> _WRITTEN TASK A_:
Render the entries from the line containing "For the benchmark, annotate every instance of the column" through the end of the entries as a Markdown table with the columns No and Line, one row per line, leaving out blank lines.

Toward AI Automation of Software

Beyond Lambda, Pi and Rho: the Phi Calculus

A previous article on rho calculus can be found here

In the Beginning… Was the Command Line

Blockchain developers may be quick to dismiss an interesting return back to the command line. Back in the the 1960’s, computing was largely a command line experience. This was not entirely bad — in fact it allowed the notion of interactive human-machine conversations and the industry was taking major steps toward AI at the time. Databases and operating systems were built around this approach. However, text-driven CLIs have obvious expressive limits and with the introduction of the Apple Macintosh and Microsoft Windows, we entered the visual age which engaged both sight and touch via screen and pointing device. However, visual GUIs lack composability and Microsoft is now bumping up against complexity limits (try navigating around the hundreds of windows and dialog boxes in their latest products).

> _GIVEN ENTRIES_:
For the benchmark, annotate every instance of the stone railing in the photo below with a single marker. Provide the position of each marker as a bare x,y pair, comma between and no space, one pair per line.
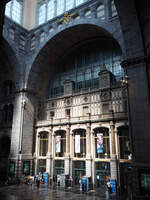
25,41
82,119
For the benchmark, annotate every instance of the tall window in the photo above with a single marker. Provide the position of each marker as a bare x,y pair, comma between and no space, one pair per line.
80,143
14,10
101,12
113,9
60,7
42,12
60,143
124,141
69,4
102,148
50,9
8,9
78,2
43,143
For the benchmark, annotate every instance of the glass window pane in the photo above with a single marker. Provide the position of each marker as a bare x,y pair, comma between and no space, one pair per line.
16,12
78,2
50,9
69,4
60,7
42,13
7,10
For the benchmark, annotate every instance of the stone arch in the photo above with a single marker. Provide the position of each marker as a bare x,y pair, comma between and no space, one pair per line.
62,40
9,64
4,154
131,32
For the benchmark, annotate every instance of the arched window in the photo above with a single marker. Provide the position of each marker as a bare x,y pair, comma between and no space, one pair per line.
80,143
124,143
43,143
60,143
102,147
11,109
14,10
7,88
42,13
50,9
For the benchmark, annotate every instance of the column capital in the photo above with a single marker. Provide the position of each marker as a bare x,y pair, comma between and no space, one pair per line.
134,61
111,123
88,125
71,133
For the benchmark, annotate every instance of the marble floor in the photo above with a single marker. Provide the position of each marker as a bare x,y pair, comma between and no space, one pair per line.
28,192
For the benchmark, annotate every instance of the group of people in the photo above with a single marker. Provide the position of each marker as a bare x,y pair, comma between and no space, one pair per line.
30,180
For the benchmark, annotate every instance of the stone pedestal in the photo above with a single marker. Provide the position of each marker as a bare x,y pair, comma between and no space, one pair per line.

> _WRITTEN TASK B_:
According to the command line article, what age began with the introduction of the Apple Macintosh and Microsoft Windows?

> _EXERCISE ANSWER A_:
| No | Line |
|---|---|
| 1 | For the benchmark, annotate every instance of the column capital in the photo above with a single marker. Provide the position of each marker as a bare x,y pair, comma between and no space, one pair per line. |
| 2 | 134,61 |
| 3 | 111,123 |
| 4 | 88,125 |
| 5 | 71,133 |
| 6 | For the benchmark, annotate every instance of the marble floor in the photo above with a single marker. Provide the position of each marker as a bare x,y pair, comma between and no space, one pair per line. |
| 7 | 28,192 |
| 8 | For the benchmark, annotate every instance of the group of people in the photo above with a single marker. Provide the position of each marker as a bare x,y pair, comma between and no space, one pair per line. |
| 9 | 30,180 |
| 10 | For the benchmark, annotate every instance of the stone pedestal in the photo above with a single marker. Provide the position of each marker as a bare x,y pair, comma between and no space, one pair per line. |

> _EXERCISE ANSWER B_:
The visual age, which engaged both sight and touch via screen and pointing device.